• Problem requirements
Starting with the line that contains "Q: Point out the terracotta" and continuing through the end of the records, write those lines out as a numbered list, leaving out any blank lines.

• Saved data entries
┏━━

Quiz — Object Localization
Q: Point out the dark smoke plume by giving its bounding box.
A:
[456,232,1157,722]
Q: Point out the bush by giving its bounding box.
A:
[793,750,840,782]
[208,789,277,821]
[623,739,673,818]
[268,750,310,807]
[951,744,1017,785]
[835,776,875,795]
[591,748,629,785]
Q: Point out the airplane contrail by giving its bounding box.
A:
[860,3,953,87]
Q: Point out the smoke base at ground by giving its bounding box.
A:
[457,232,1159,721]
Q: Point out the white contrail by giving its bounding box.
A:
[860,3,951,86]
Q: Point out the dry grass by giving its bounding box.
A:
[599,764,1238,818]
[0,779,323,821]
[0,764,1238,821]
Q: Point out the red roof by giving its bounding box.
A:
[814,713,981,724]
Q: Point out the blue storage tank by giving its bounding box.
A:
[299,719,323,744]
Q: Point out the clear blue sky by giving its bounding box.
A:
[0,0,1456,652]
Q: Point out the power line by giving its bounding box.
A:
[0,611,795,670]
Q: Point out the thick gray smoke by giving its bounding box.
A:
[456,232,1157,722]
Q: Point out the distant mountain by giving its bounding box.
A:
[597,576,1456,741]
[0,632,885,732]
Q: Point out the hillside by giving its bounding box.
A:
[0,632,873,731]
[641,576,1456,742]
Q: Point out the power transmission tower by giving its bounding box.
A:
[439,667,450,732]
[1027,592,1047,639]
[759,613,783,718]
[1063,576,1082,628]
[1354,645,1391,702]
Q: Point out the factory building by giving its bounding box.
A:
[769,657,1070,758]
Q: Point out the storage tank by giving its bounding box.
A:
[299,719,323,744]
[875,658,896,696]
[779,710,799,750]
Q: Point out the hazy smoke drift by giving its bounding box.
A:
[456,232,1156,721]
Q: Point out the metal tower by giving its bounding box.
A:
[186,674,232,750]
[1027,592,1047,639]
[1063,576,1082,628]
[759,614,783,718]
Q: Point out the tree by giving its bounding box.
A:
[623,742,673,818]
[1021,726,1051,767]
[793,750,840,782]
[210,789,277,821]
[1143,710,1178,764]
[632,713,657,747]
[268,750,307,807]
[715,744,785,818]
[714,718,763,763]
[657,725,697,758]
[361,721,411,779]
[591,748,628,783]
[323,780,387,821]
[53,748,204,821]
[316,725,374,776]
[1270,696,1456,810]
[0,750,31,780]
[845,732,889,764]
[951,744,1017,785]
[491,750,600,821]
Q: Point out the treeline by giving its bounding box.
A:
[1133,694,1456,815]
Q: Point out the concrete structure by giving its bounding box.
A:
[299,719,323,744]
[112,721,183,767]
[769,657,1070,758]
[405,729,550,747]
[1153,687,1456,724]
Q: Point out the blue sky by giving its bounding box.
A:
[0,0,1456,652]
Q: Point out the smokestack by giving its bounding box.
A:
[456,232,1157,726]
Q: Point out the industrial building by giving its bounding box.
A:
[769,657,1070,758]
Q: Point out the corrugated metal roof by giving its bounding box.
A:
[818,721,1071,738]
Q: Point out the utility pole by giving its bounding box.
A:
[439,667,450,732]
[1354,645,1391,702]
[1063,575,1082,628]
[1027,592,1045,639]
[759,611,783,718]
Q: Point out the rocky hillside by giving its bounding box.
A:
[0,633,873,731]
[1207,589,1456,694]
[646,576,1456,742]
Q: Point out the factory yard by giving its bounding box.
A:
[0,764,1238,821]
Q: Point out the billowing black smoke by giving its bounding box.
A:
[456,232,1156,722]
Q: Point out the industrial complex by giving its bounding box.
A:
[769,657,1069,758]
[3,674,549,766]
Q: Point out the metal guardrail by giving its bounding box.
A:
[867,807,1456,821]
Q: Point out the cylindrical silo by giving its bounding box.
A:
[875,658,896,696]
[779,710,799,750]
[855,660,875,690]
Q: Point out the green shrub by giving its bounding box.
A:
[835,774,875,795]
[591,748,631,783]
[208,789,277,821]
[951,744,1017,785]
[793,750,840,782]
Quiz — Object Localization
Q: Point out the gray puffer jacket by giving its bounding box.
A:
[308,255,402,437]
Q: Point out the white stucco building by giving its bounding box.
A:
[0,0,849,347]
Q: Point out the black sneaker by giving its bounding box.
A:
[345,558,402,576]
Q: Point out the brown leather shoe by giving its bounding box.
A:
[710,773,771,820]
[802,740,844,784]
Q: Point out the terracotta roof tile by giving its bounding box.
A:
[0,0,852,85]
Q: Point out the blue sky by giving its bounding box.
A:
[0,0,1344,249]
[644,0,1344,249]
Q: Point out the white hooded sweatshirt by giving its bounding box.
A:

┗━━

• Full solution
1. Q: Point out the terracotta roof tile by giving its bounding box.
2. A:
3. [0,0,852,85]
4. Q: Point out the blue sky by giving its bounding box.
5. A:
6. [0,0,1344,249]
7. [644,0,1344,249]
8. Q: Point out the white hooded sweatshirt by giving its bounding box.
9. A:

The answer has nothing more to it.